start Extracted text

Four Stars

Turkish Character Problem in Schema

Hi,

 

I am newbie to Talend, so if my question seems too obvious please accept my apologies beforehand. I have just installed Talend Open Studio and tried to create metadata for a delimited file. After a few attempts I realized that, if the file contains Turkish Characters in the column headings Open Studio fails to create the schema and gives 'At least one item must exist in Schema' Error. This happens when I select correct encoding method which as ISO-8859-9, with this setting Open Studio shows Turkish characters in the headings and in the data correctly. If I select UTF-8 as the encoding method, then characters not shown correctly but Schema can be created with wherever a Turkish character exists replaced by a "_". If I try to edit them and use Turkish characters in the column then I get an error saying the column name is not valid.When I check file's original format it seems to be ANSI - DOS/Windows.

 

I would appreciate any input or suggestions here. This is quite important for our local implementations.

 

Best Regards

3 REPLIES
Twelve Stars TRF
Twelve Stars

Re: Turkish Character Problem in Schema

Hi,
Field names in schema must be compliant with Java namming rules. So, if you use header file to automatically build the schema, you need to change field names which generate the error you get.

end Extracted text
start Given data

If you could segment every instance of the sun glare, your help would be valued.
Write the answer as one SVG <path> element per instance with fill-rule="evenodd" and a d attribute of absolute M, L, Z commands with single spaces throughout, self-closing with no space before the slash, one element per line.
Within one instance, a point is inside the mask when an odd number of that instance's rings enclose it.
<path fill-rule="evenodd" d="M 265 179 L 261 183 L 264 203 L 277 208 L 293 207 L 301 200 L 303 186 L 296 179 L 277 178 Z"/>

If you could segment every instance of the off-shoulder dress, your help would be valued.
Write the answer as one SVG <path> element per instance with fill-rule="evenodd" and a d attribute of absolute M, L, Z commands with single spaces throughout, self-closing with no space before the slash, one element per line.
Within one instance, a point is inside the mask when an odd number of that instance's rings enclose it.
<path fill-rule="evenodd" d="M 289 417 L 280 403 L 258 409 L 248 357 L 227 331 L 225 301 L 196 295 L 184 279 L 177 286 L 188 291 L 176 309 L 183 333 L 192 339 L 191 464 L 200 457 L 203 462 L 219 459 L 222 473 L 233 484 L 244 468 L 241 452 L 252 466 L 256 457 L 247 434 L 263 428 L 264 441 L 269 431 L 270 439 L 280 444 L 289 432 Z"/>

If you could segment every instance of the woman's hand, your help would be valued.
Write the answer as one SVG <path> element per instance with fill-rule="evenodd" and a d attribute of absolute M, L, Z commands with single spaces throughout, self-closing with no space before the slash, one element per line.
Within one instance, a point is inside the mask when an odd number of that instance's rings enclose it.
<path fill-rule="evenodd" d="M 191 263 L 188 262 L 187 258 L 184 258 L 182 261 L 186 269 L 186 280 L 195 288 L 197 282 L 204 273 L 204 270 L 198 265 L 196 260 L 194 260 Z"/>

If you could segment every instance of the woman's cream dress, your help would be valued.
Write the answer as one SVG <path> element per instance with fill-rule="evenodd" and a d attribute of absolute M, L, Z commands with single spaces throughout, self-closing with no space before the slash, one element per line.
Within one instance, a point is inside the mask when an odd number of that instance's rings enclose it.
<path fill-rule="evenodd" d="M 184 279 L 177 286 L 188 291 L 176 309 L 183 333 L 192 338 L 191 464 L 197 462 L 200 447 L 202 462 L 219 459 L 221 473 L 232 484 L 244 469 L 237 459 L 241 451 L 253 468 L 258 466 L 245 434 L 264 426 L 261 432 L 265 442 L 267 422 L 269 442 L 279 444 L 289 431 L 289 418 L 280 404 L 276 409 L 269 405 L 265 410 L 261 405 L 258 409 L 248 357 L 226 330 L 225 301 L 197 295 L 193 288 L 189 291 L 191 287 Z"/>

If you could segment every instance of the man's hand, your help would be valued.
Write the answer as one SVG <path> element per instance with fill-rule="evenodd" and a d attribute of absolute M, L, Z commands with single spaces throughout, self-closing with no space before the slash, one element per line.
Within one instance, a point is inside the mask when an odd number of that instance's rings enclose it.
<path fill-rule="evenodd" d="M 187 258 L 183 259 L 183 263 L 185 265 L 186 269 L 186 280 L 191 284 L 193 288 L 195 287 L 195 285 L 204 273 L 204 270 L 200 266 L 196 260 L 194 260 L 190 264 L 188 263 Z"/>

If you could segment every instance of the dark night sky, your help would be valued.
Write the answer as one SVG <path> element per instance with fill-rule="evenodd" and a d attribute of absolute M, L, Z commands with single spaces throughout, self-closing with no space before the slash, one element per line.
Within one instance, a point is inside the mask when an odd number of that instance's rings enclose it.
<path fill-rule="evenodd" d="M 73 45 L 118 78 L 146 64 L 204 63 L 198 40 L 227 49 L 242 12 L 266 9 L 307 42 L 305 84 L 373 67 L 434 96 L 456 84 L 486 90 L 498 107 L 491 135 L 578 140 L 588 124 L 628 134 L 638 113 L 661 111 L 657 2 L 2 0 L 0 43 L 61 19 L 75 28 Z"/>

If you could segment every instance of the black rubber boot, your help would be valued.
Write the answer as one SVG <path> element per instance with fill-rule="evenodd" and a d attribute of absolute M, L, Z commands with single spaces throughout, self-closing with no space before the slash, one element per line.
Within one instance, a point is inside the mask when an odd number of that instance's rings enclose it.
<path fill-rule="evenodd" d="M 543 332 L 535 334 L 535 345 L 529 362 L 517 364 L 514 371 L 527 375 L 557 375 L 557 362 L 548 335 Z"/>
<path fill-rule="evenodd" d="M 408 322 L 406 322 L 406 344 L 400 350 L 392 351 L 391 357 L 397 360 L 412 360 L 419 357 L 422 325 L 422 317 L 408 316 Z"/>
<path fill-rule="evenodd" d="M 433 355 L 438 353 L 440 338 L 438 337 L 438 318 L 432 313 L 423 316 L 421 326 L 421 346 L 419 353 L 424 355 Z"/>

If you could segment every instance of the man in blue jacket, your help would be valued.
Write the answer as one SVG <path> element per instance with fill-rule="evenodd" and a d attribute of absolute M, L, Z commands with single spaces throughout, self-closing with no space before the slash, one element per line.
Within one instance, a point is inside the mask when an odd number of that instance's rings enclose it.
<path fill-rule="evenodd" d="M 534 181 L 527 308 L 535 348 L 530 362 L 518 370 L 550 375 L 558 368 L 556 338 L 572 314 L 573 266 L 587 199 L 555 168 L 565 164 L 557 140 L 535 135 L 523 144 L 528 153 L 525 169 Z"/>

end Given data

**Given problem A:** In the forum thread on Turkish characters in a Talend schema, what error does Open Studio give when the column headings contain Turkish characters and ISO-8859-9 encoding is selected?
**Given problem B:** Continue the forum thread on Turkish characters in a Talend schema, starting right after its last sentence.

**Written response A:** 'At least one item must exist in Schema'

**Written response B:**
TRF
Four Stars

Re: Turkish Character Problem in Schema

Hi,

 

Thanks a lot for the answer. Actually, this will work for a file, but it is not very practical for a real project since we cannot control column names in the source systems or files. Is there any way to alter this? I tried to change Java default locale but not successful so far. It would be perfect if I can change Talend runtime parameters so that it would accept Turkish characters in the field names.

Twelve Stars TRF
Twelve Stars

Re: Turkish Character Problem in Schema

If you have a lot of files for which you need to create the schema, you can create a job to replace any special character from the header by the corresponding standard utf-8 character.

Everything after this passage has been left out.